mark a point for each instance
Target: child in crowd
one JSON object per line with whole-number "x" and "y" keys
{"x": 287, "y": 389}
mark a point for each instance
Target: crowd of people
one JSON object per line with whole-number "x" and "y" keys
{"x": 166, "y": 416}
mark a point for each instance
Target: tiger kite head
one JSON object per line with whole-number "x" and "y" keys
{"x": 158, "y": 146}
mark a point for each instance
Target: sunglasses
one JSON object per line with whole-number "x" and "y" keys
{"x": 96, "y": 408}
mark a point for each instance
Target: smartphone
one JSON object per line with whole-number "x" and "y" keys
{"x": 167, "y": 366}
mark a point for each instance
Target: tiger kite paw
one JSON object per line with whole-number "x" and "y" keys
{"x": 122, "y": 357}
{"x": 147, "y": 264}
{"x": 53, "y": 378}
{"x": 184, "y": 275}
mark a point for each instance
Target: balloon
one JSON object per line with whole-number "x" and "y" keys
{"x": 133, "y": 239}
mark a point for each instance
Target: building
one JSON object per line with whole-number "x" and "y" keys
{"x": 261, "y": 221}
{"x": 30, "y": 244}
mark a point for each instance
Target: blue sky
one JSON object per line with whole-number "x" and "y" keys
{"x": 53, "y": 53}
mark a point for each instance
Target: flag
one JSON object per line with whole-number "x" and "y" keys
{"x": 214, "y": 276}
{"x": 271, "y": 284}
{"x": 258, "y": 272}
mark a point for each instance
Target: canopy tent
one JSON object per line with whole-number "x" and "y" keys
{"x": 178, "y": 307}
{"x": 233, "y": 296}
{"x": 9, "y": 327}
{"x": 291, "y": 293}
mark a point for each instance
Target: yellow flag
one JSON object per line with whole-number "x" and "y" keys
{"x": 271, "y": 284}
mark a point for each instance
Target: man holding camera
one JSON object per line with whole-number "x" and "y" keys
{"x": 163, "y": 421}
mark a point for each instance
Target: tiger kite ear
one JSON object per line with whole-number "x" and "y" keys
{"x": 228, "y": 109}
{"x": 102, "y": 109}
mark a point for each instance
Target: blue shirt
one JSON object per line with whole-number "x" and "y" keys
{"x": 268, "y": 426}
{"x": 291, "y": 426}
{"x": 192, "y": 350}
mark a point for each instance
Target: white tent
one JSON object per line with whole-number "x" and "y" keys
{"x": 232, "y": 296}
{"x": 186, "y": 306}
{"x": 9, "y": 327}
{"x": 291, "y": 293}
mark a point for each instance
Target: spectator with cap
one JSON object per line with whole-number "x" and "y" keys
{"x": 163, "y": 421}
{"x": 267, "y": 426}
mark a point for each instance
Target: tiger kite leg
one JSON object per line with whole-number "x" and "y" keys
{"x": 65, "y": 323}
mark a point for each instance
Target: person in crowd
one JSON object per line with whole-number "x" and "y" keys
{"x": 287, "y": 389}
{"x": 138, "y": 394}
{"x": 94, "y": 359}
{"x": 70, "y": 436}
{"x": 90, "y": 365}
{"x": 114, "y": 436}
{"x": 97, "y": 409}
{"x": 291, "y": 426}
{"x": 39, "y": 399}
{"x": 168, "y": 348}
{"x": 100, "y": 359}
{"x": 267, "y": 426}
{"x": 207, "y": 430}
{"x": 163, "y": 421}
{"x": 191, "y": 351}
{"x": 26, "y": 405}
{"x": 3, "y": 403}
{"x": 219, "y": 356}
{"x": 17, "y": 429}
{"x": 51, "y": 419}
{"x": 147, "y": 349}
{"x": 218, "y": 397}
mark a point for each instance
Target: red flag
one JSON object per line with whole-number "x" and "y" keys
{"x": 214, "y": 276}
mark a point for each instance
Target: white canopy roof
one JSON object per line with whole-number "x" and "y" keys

▶ **Task instructions**: Output, unchanged, the lines of the listing above from the first one through the one holding "Target: sunglasses". Leave out every line after it.

▶ **Task solution**:
mark a point for each instance
Target: child in crowd
one JSON object per line with whole-number "x" and "y" keys
{"x": 287, "y": 389}
mark a point for each instance
Target: crowd of people
one JSON object per line with whole-number "x" and "y" keys
{"x": 166, "y": 416}
mark a point for each instance
Target: tiger kite head
one JSON object per line with whole-number "x" and "y" keys
{"x": 158, "y": 146}
mark a point for each instance
Target: sunglasses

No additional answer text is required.